Text provided:
Ana da Silva: Since the very beginning in 1977, I felt it was important the band to be democratic, but I was also inspired musically by The Beatles, who had different voices and never had one person in the middle of their photos. When we formed the band, I started writing songs and encouraged Gina to write, as well. Then, when Palmolive joined, she brought “Adventures Close to Home” with her, and we encouraged Vicky to write, too. 

Gina Birch: It was always important to us to each have a voice… We are all opinionated but try hard to listen to and accept each other as we are. We realize there is value in our differences and that it makes for something richer.

AD: I love your third record, Moving (1984). The balaphone, layered percussion, and harmonies all call back to the production of Odyshape (1981), but here the production feels like it’s own instrument— the song “Dance of Hopping Mad” is especially wild and wonderful. Looking back on those middle records, what stands out to you?

Gina Birch: In the band, we had fantastic times together, experiencing exciting and lovely things, but it was often fraught with difficulties– young women on the verge of life, with different strengths and qualities which make the band so special but we were often fragmenting… Poetic, political, childlike, adventurous, experimental, stubborn… all these qualities bubbled and boiled and often clashed… and oh, blimey… this was a hard period when we had perhaps forgotten some of the listening-to-each-other qualities. We each produced the songs we initiated and that was our way of coming [to terms] with our internal difficulties at the time. We were all stretching in different ways, discovering new ways of playing, testing out new things, and not necessarily integrating them into the group. 

Ana da Silva: I feel everything we did was an exploration, an adventure, going into the unknown. And, as much as most of the songs sound like they come from us, they also have their own identities, not just because there are several writers, but because we approached each song in a different way. We used different instruments too, keeping the doors open.

AD: In a recent Instagram post, Gina shared a photo of her pants striped with paint. Over the years, you’ve seen painting your clothing as a subversive act— can you tell me about how that began?

The exercise:
Quote the interview with Ana da Silva and Gina Birch word for word, starting at "AD: I love your" and ending at "out to you?".

Provided data:
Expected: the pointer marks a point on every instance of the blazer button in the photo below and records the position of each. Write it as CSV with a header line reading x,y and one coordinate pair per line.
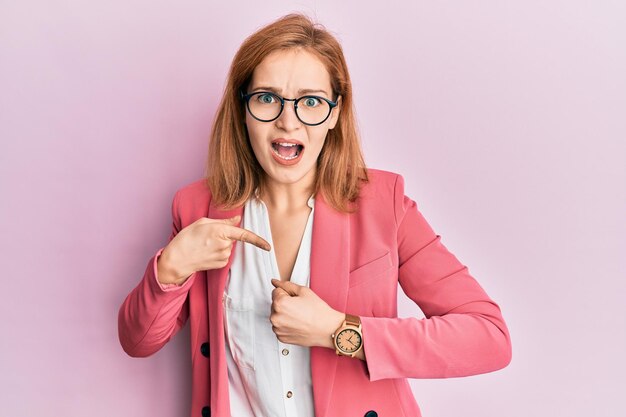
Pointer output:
x,y
204,348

Output of the exercise:
AD: I love your third record, Moving (1984). The balaphone, layered percussion, and harmonies all call back to the production of Odyshape (1981), but here the production feels like it’s own instrument— the song “Dance of Hopping Mad” is especially wild and wonderful. Looking back on those middle records, what stands out to you?